*Exercices proposés*
**A.** Reproduisez fidèlement le passage de la critique de La Plateforme qui s'ouvre sur les mots contenant « Selon moi le » et se termine par « se nourrissant égoïstement. ».
**B.** Quelles sont toutes les précisions placées entre parenthèses dans la critique de La Plateforme ?
**C.** Répondez aux questions suivantes à partir de la critique de La Plateforme.
(i) Sur quelle plateforme ce film est-il présenté comme le film d'horreur du moment ?
(ii) Comment appelle-t-on le genre de fable auquel le film est rattaché ?
(iii) Par quoi la classe est-elle représentée dans le film ?

*Texte fourni*
Alors apparemment c'est le film d'horreur du moment sur Netflix et comme je suis entre deux séries je me suis dit pourquoi pas.
Je vais avoir du mal à en faire une critique.
La Plateforme c'est un film très allégorique. C'est ce qu'on appelle un apologue, un genre de fable qui dégage un sens moral (à la manière des fables de La Fontaine), donc on est dans le domaine du film philosophique, avec une interprétation assez libre je pense. La morale ici, je ne suis pas sure que la façon dont moi je le lis sera correcte.
Le sujet traité ici en toile de fond c'est la solidarité dans un système basé sur la classe (ici représentée par le numéro d'étage), on retrouve le schéma de la pyramide sociale avec les "riches" (les bien nourris) en haut et les pauvres (mal nourris) en bas.
Selon moi le but c'est de mettre en évidence l'absurdité et l'injustice d'un tel système, et la façon dont il s'auto entretien dès lors que les gens qui en font partie malgré eux se plient au système en se nourrissant égoïstement.

*Données brutes*
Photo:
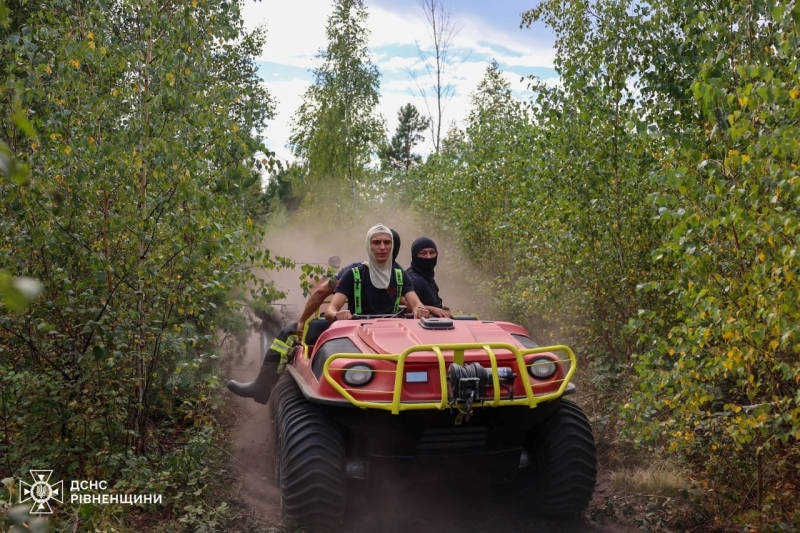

*Corrigés ci-dessous*
**A.**
Selon moi le but c'est de mettre en évidence l'absurdité et l'injustice d'un tel système, et la façon dont il s'auto entretien dès lors que les gens qui en font partie malgré eux se plient au système en se nourrissant égoïstement.

**B.**
à la manière des fables de La Fontaine
ici représentée par le numéro d'étage
les bien nourris
mal nourris

**C.**
(i) Sur Netflix.
(ii) Un apologue.
(iii) Par le numéro d'étage.